━━━ Text for analysis ━━━
I'm a redhead and don't go out on St Patrick's Day because people kiss me and touch my hair. They think it's funny but it's not OK.
- I've been called all sorts of names and had strangers touch my red hair.
- I'm not alone — many redheaded celebrities have spoken out about how they've been treated.
In a recent interview with Stephen Colbert, Prince Harry said he was surprised to have two redheaded children.
"The ginger gene is a strong one," he joked. He gave a fist pump and said, "Go gingers." A lone voice from the audience whooped — along with me, sitting on my sofa at home.
While redheads are not going extinct, people with naturally red hair are thought to make up only roughly 2% of the world's population. Seeing a natural redhead in the wild or even on a book cover gives me a warm feeling because of our rarity.
I'm not alone in my sentiment. Julianne Moore was once asked if she felt a kinship with other redheads. "I do!" she said. "Whenever I see one on the street, I nod or say hello. I feel like there's a redhead collective — you notice each other."
━━━ Recorded data ━━━
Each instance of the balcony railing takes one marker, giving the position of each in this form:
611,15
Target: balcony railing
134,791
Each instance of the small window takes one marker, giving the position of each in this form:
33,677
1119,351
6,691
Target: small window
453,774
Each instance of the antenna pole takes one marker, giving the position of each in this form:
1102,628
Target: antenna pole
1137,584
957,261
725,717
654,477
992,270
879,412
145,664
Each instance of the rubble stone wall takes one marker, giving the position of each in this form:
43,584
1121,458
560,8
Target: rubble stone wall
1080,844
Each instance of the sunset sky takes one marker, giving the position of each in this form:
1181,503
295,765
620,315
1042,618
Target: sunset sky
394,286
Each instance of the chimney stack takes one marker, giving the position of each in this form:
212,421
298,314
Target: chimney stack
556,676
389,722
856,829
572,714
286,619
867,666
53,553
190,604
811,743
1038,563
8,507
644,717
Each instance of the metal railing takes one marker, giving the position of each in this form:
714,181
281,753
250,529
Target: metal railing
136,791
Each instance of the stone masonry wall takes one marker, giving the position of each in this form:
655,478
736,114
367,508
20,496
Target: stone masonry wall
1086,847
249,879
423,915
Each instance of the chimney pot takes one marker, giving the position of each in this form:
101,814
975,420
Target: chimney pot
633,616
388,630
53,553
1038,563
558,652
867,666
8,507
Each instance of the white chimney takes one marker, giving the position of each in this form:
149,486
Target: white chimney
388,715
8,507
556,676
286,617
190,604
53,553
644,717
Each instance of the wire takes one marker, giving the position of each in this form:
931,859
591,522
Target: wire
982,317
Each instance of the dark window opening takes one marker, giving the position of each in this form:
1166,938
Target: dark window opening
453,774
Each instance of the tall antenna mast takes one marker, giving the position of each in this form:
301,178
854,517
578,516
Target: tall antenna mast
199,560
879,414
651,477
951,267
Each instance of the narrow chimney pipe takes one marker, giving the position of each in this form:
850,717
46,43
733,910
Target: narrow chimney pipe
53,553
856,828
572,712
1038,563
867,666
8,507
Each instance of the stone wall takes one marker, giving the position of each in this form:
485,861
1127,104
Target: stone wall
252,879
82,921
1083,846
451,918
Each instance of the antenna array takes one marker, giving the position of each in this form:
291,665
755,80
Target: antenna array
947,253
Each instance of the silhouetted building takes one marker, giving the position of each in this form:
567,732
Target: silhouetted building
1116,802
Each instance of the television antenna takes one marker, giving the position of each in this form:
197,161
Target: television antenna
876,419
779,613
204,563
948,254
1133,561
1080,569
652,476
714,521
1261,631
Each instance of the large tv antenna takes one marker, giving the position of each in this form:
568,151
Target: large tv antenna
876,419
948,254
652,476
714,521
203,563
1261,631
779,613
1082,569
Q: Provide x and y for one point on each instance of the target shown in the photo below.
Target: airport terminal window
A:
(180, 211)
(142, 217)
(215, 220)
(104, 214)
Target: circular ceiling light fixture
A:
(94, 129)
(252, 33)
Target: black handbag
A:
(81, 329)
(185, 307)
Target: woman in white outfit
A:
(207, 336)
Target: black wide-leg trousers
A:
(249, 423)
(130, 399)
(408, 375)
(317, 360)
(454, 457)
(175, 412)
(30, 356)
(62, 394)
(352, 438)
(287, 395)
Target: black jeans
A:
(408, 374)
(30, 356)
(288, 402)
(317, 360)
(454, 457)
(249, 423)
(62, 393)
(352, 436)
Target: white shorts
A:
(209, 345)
━━━
• _Tasks to carry out_:
**1.** According to the essay about being a redhead, roughly what share of the world's population has naturally red hair?
**2.** Extract the passage of the essay about being a redhead from "- I've been" to "two redheaded children.", word for word.
**3.** List every person named in the essay about being a redhead.

• _Expected outputs_:
**1.** Roughly 2%.

**2.**
- I've been called all sorts of names and had strangers touch my red hair.
- I'm not alone — many redheaded celebrities have spoken out about how they've been treated.
In a recent interview with Stephen Colbert, Prince Harry said he was surprised to have two redheaded children.

**3.** Stephen Colbert, Prince Harry, Julianne Moore